Material shown
§ §
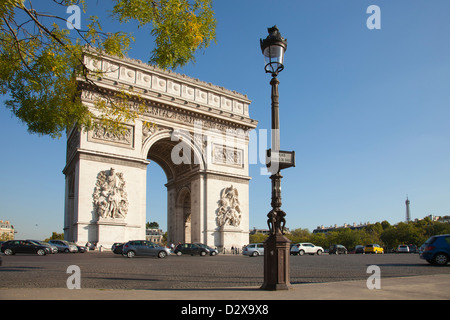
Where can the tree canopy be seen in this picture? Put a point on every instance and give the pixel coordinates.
(41, 59)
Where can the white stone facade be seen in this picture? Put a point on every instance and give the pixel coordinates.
(106, 174)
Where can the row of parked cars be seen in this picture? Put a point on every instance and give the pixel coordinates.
(134, 248)
(436, 250)
(41, 248)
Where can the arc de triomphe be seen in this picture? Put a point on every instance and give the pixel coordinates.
(199, 136)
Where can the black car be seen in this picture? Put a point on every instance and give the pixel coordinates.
(24, 246)
(337, 249)
(190, 248)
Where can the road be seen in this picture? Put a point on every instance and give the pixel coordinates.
(109, 271)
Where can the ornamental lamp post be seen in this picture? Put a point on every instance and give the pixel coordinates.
(276, 247)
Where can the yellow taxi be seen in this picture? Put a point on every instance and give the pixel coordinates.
(373, 248)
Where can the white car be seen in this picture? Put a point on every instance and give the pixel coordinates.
(253, 250)
(306, 247)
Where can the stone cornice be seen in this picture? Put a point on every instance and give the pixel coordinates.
(169, 88)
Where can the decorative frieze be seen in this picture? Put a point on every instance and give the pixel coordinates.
(229, 212)
(151, 78)
(110, 198)
(124, 138)
(225, 155)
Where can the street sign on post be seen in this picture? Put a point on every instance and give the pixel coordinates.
(285, 159)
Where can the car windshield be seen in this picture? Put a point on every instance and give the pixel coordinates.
(430, 240)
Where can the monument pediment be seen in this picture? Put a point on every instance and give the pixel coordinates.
(167, 88)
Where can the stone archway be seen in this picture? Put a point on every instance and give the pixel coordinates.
(199, 138)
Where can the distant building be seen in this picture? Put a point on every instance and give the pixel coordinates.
(6, 231)
(443, 219)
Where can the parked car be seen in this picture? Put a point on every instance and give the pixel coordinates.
(402, 248)
(24, 246)
(81, 249)
(253, 250)
(144, 248)
(63, 246)
(412, 248)
(373, 248)
(52, 248)
(359, 249)
(190, 248)
(436, 250)
(337, 249)
(302, 248)
(117, 248)
(212, 251)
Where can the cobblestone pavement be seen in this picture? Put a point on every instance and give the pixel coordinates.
(109, 271)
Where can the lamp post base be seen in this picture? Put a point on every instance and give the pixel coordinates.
(276, 263)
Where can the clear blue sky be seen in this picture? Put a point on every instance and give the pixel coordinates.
(366, 111)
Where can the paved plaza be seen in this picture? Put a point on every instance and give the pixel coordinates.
(223, 277)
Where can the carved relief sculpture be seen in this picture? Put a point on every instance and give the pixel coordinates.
(110, 198)
(229, 212)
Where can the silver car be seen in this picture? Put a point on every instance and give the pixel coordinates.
(144, 248)
(253, 250)
(63, 246)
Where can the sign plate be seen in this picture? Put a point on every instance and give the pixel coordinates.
(285, 159)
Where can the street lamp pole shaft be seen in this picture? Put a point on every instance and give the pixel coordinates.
(276, 247)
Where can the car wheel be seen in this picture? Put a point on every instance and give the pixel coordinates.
(440, 259)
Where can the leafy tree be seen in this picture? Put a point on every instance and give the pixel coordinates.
(42, 62)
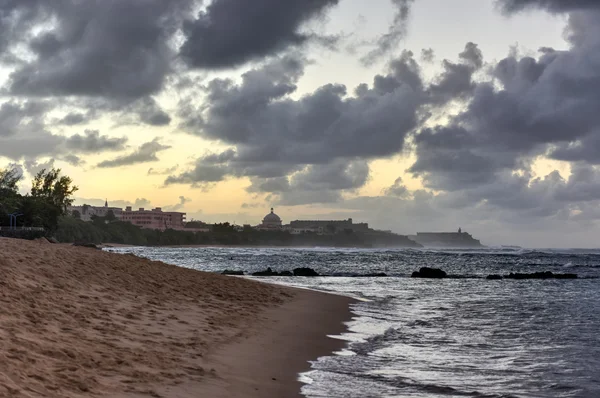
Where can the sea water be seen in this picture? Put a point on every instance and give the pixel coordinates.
(468, 337)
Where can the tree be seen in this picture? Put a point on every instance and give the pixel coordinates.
(9, 178)
(10, 200)
(51, 194)
(54, 188)
(110, 216)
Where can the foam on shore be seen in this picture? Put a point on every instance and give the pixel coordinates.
(77, 322)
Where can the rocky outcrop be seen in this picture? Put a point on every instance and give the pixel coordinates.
(232, 272)
(267, 272)
(304, 271)
(540, 275)
(373, 275)
(432, 273)
(88, 245)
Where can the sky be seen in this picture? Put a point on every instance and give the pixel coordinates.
(411, 115)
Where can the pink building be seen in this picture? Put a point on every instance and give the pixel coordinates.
(154, 219)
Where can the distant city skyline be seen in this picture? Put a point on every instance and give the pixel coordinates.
(406, 114)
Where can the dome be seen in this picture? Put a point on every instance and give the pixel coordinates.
(271, 219)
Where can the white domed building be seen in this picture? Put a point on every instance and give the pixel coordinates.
(271, 221)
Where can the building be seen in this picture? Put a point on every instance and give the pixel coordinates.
(154, 219)
(445, 239)
(327, 226)
(87, 212)
(270, 222)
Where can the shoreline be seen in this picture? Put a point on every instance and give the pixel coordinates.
(267, 361)
(81, 322)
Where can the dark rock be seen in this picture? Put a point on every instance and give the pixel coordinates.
(426, 272)
(267, 272)
(565, 276)
(540, 275)
(232, 272)
(88, 245)
(305, 272)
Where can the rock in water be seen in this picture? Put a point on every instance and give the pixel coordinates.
(231, 272)
(426, 272)
(303, 271)
(267, 272)
(541, 275)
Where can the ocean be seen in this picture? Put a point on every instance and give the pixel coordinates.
(463, 337)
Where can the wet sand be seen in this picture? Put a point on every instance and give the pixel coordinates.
(79, 322)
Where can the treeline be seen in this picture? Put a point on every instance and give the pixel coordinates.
(42, 207)
(101, 230)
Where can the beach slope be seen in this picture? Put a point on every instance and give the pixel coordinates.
(80, 322)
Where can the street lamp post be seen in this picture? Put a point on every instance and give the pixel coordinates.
(13, 220)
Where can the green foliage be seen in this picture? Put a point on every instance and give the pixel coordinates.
(9, 180)
(50, 195)
(100, 231)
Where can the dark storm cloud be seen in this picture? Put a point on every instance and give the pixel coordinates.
(232, 32)
(145, 153)
(268, 126)
(113, 49)
(397, 189)
(41, 143)
(92, 142)
(21, 117)
(457, 79)
(155, 172)
(73, 160)
(73, 119)
(541, 105)
(510, 6)
(397, 31)
(314, 184)
(33, 167)
(143, 111)
(177, 207)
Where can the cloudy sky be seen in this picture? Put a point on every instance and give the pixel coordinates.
(411, 115)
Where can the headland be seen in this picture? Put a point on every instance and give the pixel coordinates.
(458, 239)
(80, 322)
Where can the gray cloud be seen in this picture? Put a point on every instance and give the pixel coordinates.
(73, 119)
(389, 41)
(511, 6)
(73, 160)
(33, 167)
(138, 203)
(273, 132)
(92, 142)
(114, 49)
(145, 153)
(397, 189)
(456, 81)
(22, 117)
(231, 32)
(166, 171)
(177, 207)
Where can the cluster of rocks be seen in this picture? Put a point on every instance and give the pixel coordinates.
(88, 245)
(432, 273)
(303, 271)
(436, 273)
(534, 275)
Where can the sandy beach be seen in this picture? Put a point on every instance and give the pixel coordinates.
(79, 322)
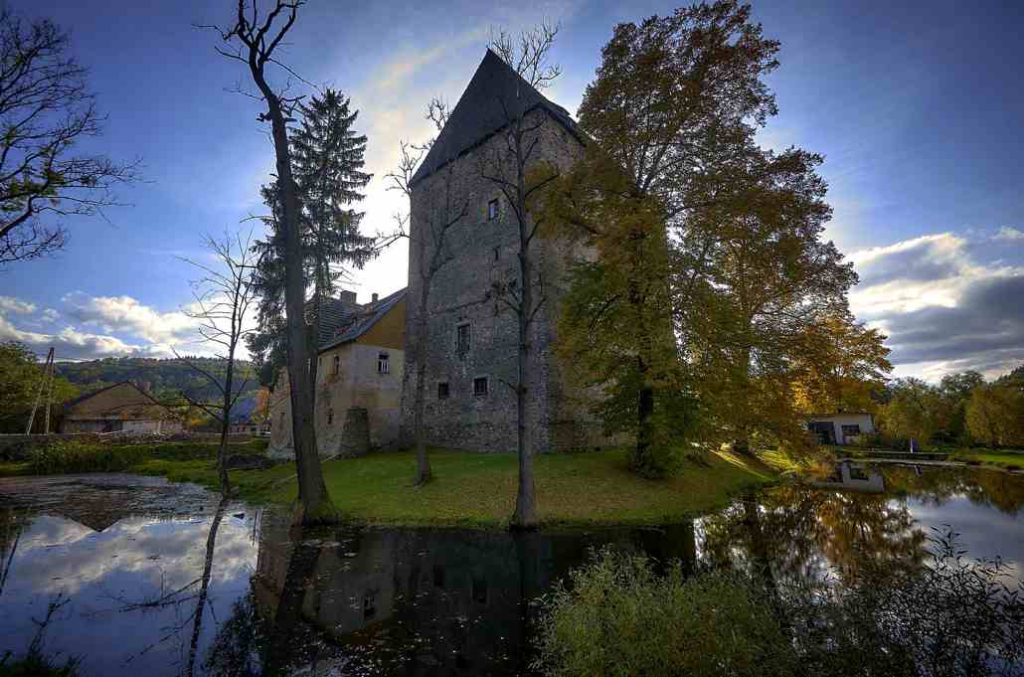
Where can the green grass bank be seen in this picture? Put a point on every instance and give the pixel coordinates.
(471, 490)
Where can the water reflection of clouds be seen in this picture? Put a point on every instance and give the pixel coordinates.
(135, 559)
(984, 533)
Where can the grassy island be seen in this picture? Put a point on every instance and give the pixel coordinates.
(469, 490)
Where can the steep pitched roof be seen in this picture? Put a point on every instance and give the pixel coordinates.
(495, 94)
(150, 399)
(335, 313)
(361, 321)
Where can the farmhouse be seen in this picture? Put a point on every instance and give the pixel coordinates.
(120, 408)
(471, 349)
(358, 379)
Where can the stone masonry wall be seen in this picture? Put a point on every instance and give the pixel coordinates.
(484, 252)
(357, 384)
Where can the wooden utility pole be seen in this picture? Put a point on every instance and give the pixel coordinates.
(39, 394)
(49, 392)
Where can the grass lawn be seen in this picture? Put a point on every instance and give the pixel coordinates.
(478, 490)
(1000, 459)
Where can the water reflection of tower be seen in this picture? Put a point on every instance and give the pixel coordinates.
(429, 601)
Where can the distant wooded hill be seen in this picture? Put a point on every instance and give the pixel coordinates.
(165, 379)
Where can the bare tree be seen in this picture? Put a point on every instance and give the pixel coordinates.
(429, 245)
(222, 298)
(514, 168)
(254, 39)
(45, 111)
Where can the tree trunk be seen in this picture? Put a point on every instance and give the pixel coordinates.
(741, 445)
(525, 502)
(423, 473)
(225, 423)
(314, 502)
(642, 462)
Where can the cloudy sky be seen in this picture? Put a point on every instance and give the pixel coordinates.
(918, 110)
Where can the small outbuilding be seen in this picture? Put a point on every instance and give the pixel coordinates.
(842, 428)
(120, 408)
(357, 395)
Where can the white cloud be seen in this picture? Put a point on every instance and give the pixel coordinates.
(1009, 234)
(128, 315)
(71, 343)
(11, 304)
(942, 307)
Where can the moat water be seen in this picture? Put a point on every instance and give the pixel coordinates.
(123, 575)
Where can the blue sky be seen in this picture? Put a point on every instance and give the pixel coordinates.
(916, 107)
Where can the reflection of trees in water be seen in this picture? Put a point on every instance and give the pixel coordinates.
(414, 601)
(11, 524)
(204, 589)
(796, 534)
(995, 489)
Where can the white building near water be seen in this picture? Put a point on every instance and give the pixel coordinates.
(842, 428)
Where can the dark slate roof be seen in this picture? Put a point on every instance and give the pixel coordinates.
(365, 318)
(496, 93)
(335, 313)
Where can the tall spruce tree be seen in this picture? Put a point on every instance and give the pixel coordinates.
(328, 162)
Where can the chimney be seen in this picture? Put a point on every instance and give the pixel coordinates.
(347, 298)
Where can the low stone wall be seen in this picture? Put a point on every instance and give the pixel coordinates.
(17, 447)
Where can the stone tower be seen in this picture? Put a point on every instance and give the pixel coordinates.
(471, 335)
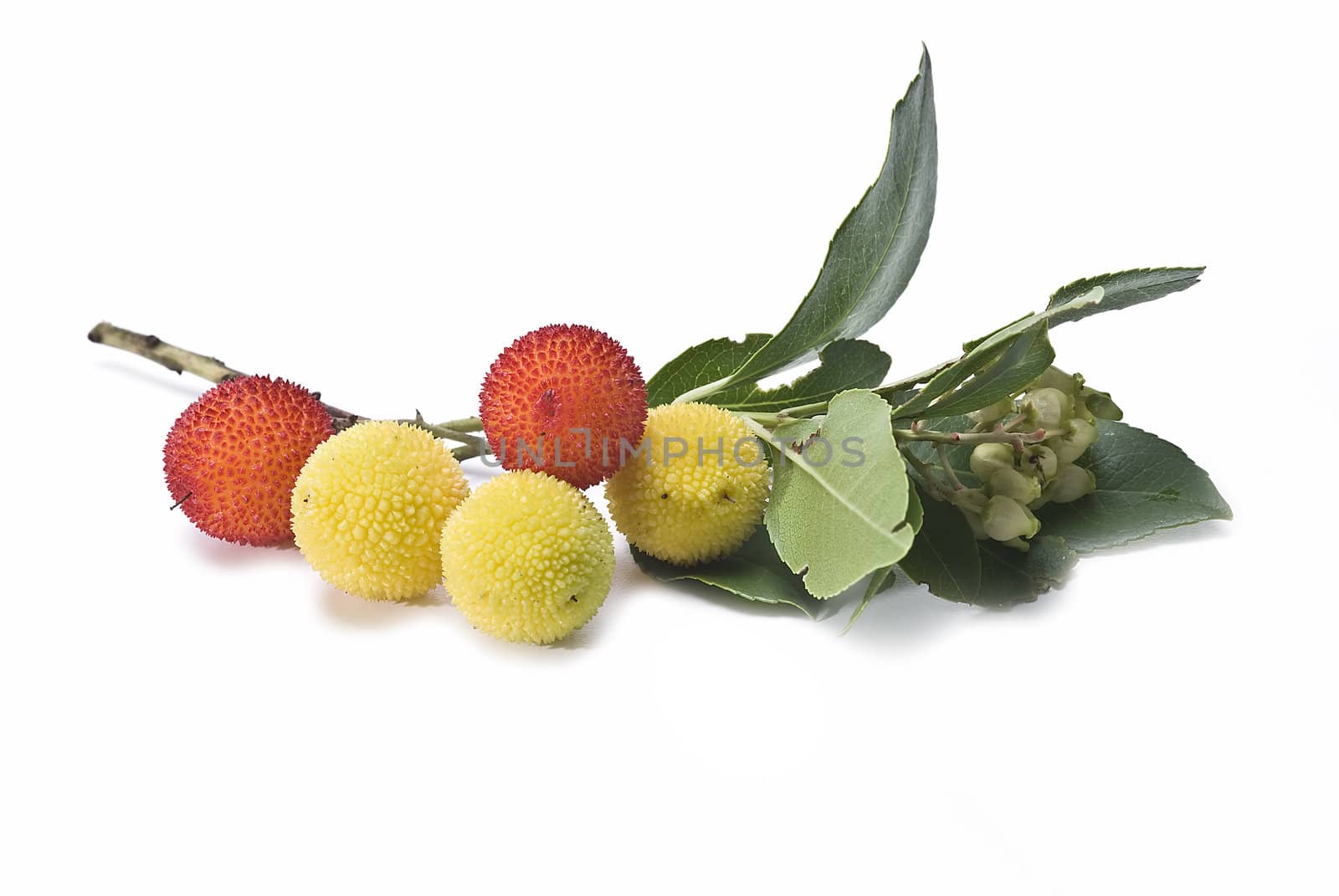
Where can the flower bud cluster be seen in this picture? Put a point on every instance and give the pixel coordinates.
(1017, 483)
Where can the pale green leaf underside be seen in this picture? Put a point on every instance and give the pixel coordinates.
(837, 523)
(876, 248)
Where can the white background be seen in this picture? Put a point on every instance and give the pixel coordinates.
(375, 198)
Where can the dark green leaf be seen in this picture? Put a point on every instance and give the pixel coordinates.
(848, 363)
(1124, 289)
(705, 363)
(959, 456)
(988, 351)
(1144, 484)
(1011, 576)
(876, 248)
(1024, 359)
(944, 555)
(754, 572)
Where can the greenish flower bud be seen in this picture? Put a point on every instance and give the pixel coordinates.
(1077, 438)
(1015, 484)
(1070, 484)
(1101, 405)
(1006, 519)
(1057, 378)
(994, 412)
(974, 521)
(1049, 407)
(971, 503)
(971, 499)
(988, 458)
(1042, 459)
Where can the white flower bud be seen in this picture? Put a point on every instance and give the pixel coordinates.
(1070, 484)
(1015, 484)
(994, 412)
(1055, 378)
(990, 457)
(1100, 405)
(971, 503)
(1006, 519)
(1050, 407)
(1042, 459)
(1077, 438)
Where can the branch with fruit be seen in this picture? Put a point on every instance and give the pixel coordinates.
(983, 479)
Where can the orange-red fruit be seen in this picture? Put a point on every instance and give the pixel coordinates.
(548, 389)
(232, 457)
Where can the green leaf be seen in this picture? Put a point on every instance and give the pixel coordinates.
(1144, 484)
(944, 555)
(1023, 361)
(754, 572)
(840, 520)
(703, 363)
(988, 351)
(1124, 289)
(875, 251)
(848, 363)
(1011, 576)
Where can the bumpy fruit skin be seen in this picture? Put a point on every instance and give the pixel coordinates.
(685, 510)
(528, 557)
(368, 509)
(236, 452)
(552, 385)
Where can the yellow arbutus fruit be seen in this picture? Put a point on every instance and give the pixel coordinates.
(526, 557)
(698, 488)
(368, 509)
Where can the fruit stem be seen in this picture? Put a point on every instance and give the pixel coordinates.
(446, 432)
(998, 436)
(464, 425)
(180, 361)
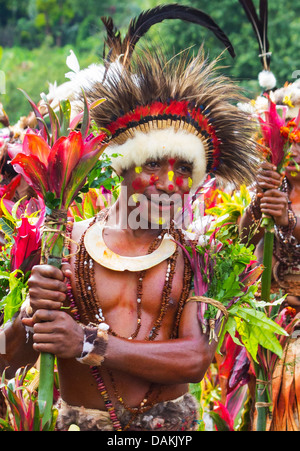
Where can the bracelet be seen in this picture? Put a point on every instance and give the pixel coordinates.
(94, 344)
(285, 232)
(254, 209)
(26, 312)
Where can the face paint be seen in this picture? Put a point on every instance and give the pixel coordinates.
(153, 179)
(137, 184)
(161, 221)
(179, 181)
(138, 169)
(171, 175)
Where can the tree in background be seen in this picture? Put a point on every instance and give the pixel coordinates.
(37, 35)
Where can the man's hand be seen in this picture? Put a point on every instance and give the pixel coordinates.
(47, 288)
(55, 331)
(273, 202)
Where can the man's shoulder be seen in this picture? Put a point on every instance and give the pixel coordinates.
(80, 227)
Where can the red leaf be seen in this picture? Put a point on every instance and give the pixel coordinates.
(33, 170)
(35, 145)
(63, 158)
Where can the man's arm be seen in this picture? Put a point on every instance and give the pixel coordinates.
(16, 349)
(182, 360)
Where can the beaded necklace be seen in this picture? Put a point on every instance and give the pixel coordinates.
(91, 309)
(287, 248)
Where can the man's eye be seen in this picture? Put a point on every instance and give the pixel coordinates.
(152, 164)
(185, 169)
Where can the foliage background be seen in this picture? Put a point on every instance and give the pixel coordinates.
(36, 37)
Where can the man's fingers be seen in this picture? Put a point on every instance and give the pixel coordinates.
(48, 271)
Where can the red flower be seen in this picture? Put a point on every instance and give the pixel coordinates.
(27, 243)
(61, 170)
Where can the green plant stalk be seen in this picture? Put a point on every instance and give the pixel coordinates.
(262, 395)
(46, 383)
(267, 263)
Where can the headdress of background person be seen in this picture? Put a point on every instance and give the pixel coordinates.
(156, 107)
(288, 95)
(266, 78)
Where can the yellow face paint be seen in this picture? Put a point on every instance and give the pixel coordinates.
(160, 221)
(135, 198)
(171, 175)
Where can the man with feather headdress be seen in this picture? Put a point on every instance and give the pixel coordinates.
(131, 344)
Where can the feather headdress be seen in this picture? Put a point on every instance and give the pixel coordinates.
(156, 108)
(259, 23)
(141, 24)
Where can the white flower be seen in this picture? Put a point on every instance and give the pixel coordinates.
(73, 64)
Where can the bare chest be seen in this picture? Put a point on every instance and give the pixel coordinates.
(133, 304)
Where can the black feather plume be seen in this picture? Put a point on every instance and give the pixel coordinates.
(140, 25)
(260, 27)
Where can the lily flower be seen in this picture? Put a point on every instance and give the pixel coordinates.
(60, 170)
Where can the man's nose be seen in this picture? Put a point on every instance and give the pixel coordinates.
(166, 181)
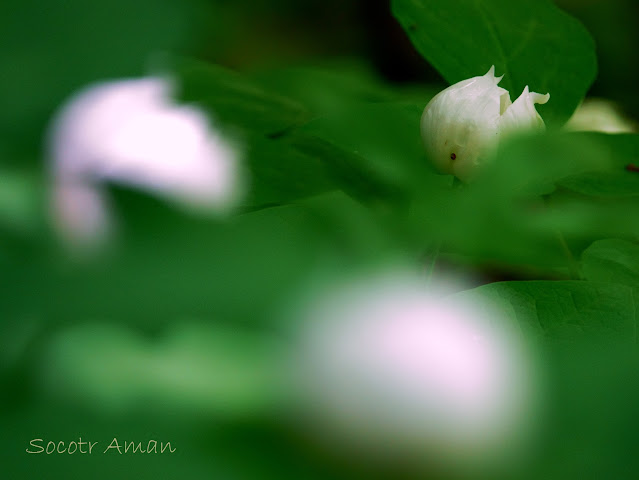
§ §
Task prompt
Report every line of the data that contains the string "reflection". Case counts, so a line qualifies only if the letters match in case as well.

Final answer
Where can the water reflection of clouds be seen in this picture? Put a point on every instance and give the pixel coordinates.
Where can the water reflection of tower be seen in this picture? Put a point on every instance and give the pixel coordinates.
Where can the reflection of trees in water be seen in this picture? Put a point on every instance and give the pixel coordinates.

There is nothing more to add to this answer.